- WHAT YOU ARE ASKED TO DO
Your task is to write out exactly the lines from the line containing "high-rise building shown in the photo above." through the end of the records, inclusive at both ends.

Pointing dataset records
━━━
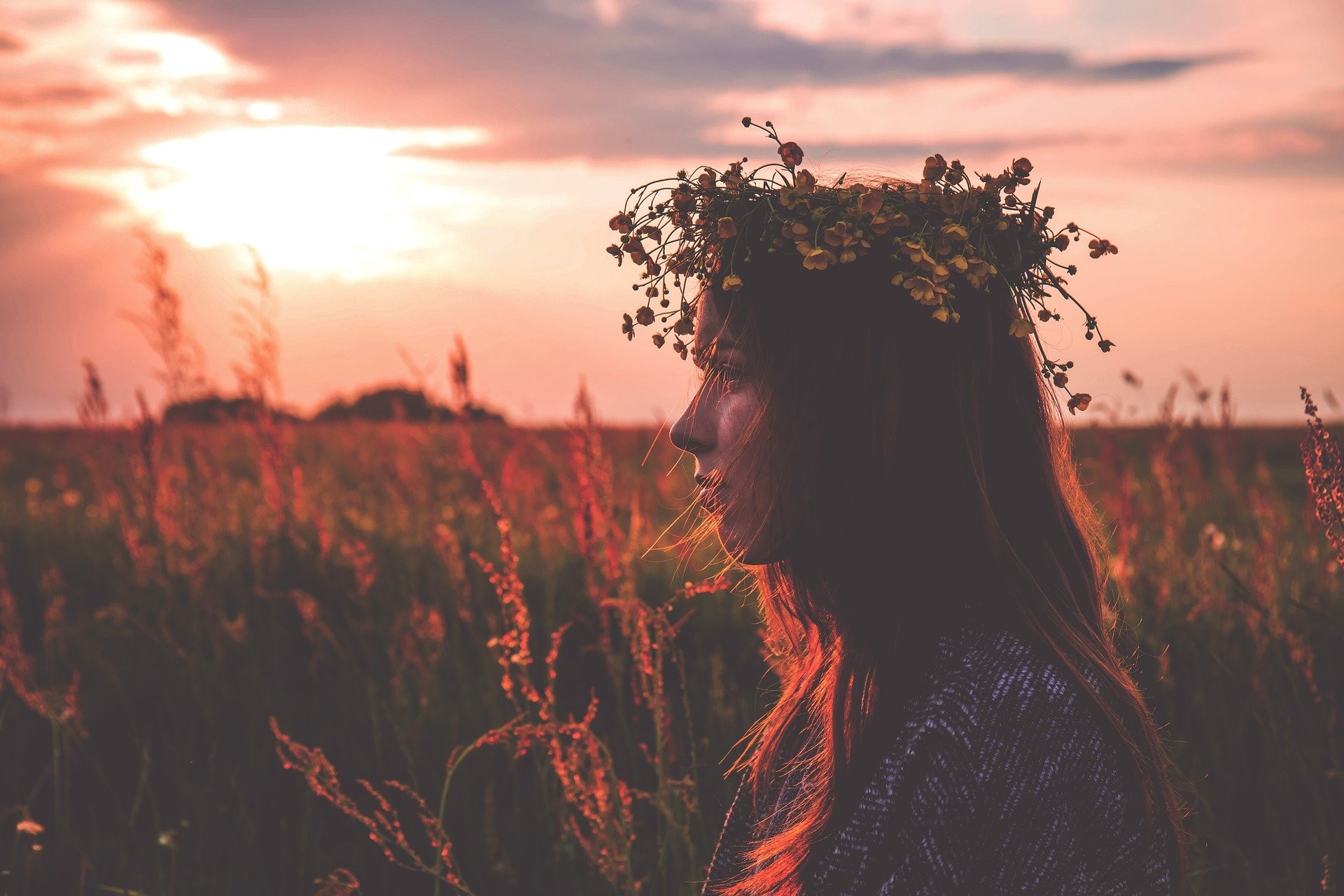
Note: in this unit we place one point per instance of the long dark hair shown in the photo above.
(913, 466)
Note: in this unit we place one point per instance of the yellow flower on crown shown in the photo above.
(945, 239)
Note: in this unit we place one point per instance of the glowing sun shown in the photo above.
(347, 202)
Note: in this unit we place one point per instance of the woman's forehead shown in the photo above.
(708, 326)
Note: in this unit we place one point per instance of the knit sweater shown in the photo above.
(1002, 778)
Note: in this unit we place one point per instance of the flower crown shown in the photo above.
(939, 235)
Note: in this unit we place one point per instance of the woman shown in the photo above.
(953, 713)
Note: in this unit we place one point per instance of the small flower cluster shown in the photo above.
(937, 235)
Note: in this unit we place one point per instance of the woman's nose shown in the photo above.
(687, 433)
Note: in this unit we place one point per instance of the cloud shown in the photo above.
(52, 94)
(574, 78)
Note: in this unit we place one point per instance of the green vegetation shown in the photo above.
(171, 592)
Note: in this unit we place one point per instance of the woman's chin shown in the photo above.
(750, 554)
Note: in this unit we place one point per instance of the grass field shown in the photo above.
(188, 615)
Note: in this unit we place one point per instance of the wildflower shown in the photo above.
(1101, 248)
(934, 167)
(921, 289)
(870, 202)
(1212, 536)
(914, 250)
(839, 234)
(819, 258)
(979, 272)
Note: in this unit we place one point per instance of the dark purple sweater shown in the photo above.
(1002, 780)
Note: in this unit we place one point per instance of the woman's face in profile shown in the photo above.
(713, 428)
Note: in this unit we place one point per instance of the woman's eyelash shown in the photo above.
(727, 372)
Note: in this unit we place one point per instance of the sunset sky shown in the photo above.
(410, 169)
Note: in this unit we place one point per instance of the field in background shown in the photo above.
(190, 614)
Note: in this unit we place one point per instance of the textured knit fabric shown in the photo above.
(1002, 780)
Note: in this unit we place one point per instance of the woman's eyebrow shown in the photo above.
(715, 347)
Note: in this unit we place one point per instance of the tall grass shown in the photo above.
(267, 657)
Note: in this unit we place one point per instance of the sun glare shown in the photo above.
(347, 202)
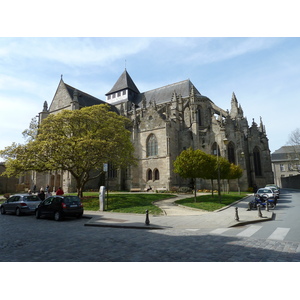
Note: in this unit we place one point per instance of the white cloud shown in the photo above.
(220, 49)
(73, 51)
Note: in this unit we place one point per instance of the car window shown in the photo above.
(71, 200)
(32, 198)
(17, 198)
(264, 191)
(56, 200)
(48, 201)
(11, 199)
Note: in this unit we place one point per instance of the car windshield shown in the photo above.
(71, 200)
(262, 191)
(31, 198)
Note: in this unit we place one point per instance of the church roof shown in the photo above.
(286, 153)
(165, 93)
(84, 99)
(124, 82)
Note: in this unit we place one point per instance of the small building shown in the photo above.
(7, 185)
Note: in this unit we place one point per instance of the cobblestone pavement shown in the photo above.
(27, 239)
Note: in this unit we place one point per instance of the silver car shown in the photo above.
(20, 204)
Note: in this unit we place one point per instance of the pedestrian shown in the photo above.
(41, 194)
(59, 191)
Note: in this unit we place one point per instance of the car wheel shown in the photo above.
(37, 214)
(57, 216)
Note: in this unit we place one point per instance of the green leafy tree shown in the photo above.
(235, 172)
(77, 141)
(218, 169)
(192, 164)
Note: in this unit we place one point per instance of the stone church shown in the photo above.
(165, 121)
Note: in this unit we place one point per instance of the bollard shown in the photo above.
(236, 215)
(259, 211)
(147, 222)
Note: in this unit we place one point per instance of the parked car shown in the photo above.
(275, 191)
(20, 204)
(59, 207)
(273, 185)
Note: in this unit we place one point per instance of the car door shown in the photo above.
(32, 201)
(45, 207)
(14, 203)
(9, 204)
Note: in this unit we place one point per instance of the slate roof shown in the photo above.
(124, 82)
(165, 93)
(84, 99)
(286, 153)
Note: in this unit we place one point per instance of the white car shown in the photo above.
(20, 204)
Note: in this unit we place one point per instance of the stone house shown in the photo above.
(165, 121)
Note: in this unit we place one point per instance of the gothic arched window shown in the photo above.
(257, 162)
(152, 147)
(231, 153)
(214, 149)
(149, 174)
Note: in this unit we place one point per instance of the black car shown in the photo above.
(59, 207)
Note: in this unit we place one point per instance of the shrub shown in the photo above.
(185, 189)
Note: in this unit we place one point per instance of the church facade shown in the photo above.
(164, 122)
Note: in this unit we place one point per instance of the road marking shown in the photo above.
(249, 231)
(219, 230)
(279, 234)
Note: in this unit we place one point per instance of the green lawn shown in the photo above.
(139, 203)
(126, 203)
(209, 203)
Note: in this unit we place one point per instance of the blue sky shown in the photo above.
(262, 72)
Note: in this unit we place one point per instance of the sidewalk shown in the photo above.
(178, 217)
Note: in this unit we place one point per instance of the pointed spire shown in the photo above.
(233, 98)
(124, 82)
(234, 107)
(45, 106)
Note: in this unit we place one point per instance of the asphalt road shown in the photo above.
(25, 239)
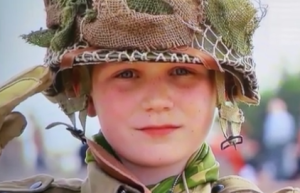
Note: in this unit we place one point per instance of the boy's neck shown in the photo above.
(153, 175)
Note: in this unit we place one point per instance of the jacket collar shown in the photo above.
(113, 176)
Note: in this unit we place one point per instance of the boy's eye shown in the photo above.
(180, 71)
(127, 74)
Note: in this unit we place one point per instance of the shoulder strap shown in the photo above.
(40, 183)
(236, 184)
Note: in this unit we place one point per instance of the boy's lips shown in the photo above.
(159, 130)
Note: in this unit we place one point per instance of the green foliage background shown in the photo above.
(288, 90)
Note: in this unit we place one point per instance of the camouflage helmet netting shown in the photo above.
(224, 29)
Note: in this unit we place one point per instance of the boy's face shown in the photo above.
(154, 114)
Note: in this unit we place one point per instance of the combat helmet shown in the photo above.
(214, 33)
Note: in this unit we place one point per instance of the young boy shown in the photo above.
(153, 73)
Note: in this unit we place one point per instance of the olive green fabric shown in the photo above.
(202, 168)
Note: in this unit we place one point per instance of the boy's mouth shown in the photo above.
(159, 130)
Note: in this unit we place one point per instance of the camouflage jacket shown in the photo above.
(99, 182)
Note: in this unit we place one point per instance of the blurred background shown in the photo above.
(269, 156)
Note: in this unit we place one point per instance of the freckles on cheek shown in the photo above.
(113, 102)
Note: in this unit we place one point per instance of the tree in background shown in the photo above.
(289, 91)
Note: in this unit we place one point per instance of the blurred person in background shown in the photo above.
(278, 138)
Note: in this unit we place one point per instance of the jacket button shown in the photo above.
(217, 188)
(35, 185)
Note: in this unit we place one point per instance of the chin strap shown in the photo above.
(230, 116)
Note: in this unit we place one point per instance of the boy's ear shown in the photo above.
(90, 108)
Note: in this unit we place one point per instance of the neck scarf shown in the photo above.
(202, 168)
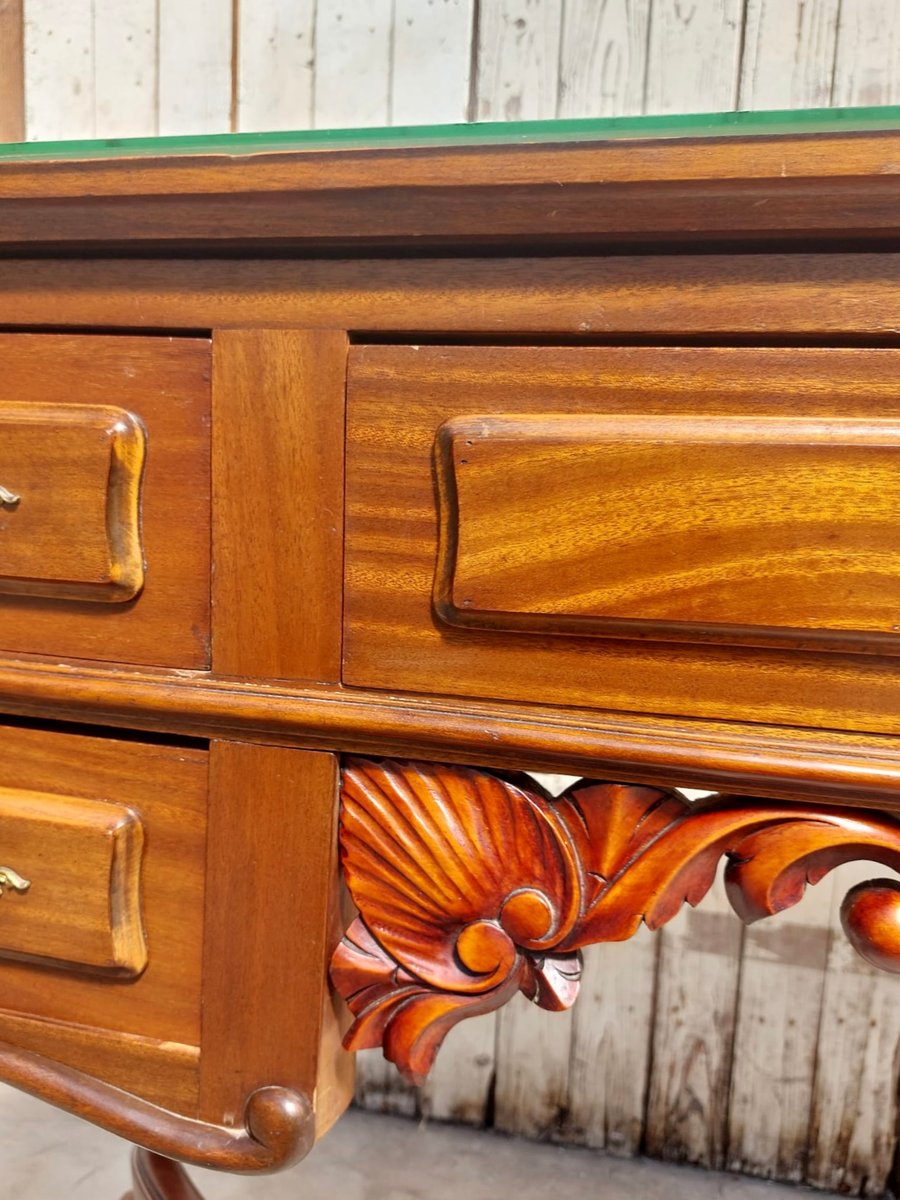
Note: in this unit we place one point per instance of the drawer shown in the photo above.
(105, 498)
(681, 529)
(101, 954)
(78, 903)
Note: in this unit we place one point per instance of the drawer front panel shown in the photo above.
(111, 835)
(105, 511)
(773, 531)
(70, 528)
(687, 531)
(70, 874)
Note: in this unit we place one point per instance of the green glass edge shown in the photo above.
(809, 120)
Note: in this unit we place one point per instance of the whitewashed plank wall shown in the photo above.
(773, 1051)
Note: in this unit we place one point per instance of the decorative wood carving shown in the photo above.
(474, 886)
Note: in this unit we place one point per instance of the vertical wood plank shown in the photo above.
(276, 55)
(382, 1089)
(532, 1089)
(59, 70)
(460, 1083)
(693, 1033)
(12, 71)
(267, 929)
(125, 69)
(432, 61)
(855, 1102)
(277, 431)
(604, 58)
(694, 49)
(519, 60)
(867, 67)
(789, 53)
(353, 64)
(611, 1045)
(195, 66)
(781, 988)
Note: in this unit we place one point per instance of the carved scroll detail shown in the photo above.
(472, 886)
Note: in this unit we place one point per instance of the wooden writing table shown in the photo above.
(377, 468)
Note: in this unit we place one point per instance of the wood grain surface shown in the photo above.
(683, 192)
(791, 763)
(269, 923)
(400, 397)
(167, 786)
(82, 862)
(72, 531)
(163, 384)
(472, 888)
(277, 445)
(664, 527)
(12, 71)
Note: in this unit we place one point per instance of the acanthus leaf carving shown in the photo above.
(472, 886)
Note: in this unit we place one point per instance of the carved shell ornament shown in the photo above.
(472, 886)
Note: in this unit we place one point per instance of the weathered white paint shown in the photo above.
(195, 69)
(603, 70)
(353, 64)
(694, 55)
(519, 60)
(789, 53)
(867, 70)
(276, 55)
(431, 61)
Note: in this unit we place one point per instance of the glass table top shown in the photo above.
(700, 125)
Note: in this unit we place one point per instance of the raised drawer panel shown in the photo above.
(70, 877)
(111, 834)
(767, 531)
(688, 531)
(105, 510)
(71, 528)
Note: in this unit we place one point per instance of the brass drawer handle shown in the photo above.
(10, 879)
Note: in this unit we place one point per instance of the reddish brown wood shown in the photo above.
(277, 443)
(270, 892)
(472, 887)
(591, 193)
(87, 409)
(82, 863)
(646, 544)
(791, 763)
(661, 527)
(159, 1179)
(581, 298)
(12, 71)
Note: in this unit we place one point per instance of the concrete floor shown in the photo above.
(51, 1156)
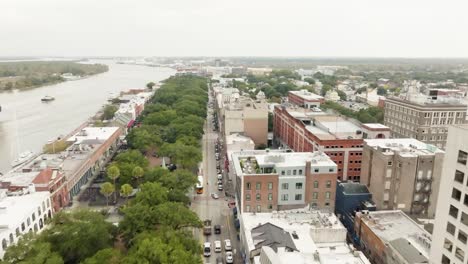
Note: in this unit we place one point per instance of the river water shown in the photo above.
(26, 123)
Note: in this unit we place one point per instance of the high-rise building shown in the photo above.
(402, 173)
(450, 236)
(425, 120)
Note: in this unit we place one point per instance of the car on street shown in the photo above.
(218, 247)
(217, 229)
(207, 249)
(227, 245)
(229, 257)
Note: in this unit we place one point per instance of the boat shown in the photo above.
(23, 158)
(47, 98)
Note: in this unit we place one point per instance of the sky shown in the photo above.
(310, 28)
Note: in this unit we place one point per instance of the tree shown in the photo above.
(79, 234)
(138, 173)
(105, 256)
(126, 190)
(150, 85)
(107, 189)
(30, 250)
(113, 173)
(109, 111)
━━━
- REPLY TO THE EXERCISE
Note: in this unit we place one point per instance of the high-rise building shown in the photo above.
(402, 173)
(450, 236)
(425, 120)
Note: in this unit we place one point per instance of the car on street shown in the photo above.
(218, 247)
(217, 229)
(207, 249)
(227, 245)
(229, 257)
Note: in this unit we place one point per instance of the boat shown in the photo above.
(23, 158)
(47, 98)
Note: in this unit we place one point per instance of the sky shown in the photo above.
(310, 28)
Note: in this unit we place one point per instance of the tree shown in the photo above.
(79, 234)
(138, 173)
(105, 256)
(126, 190)
(150, 85)
(107, 189)
(30, 250)
(113, 173)
(109, 111)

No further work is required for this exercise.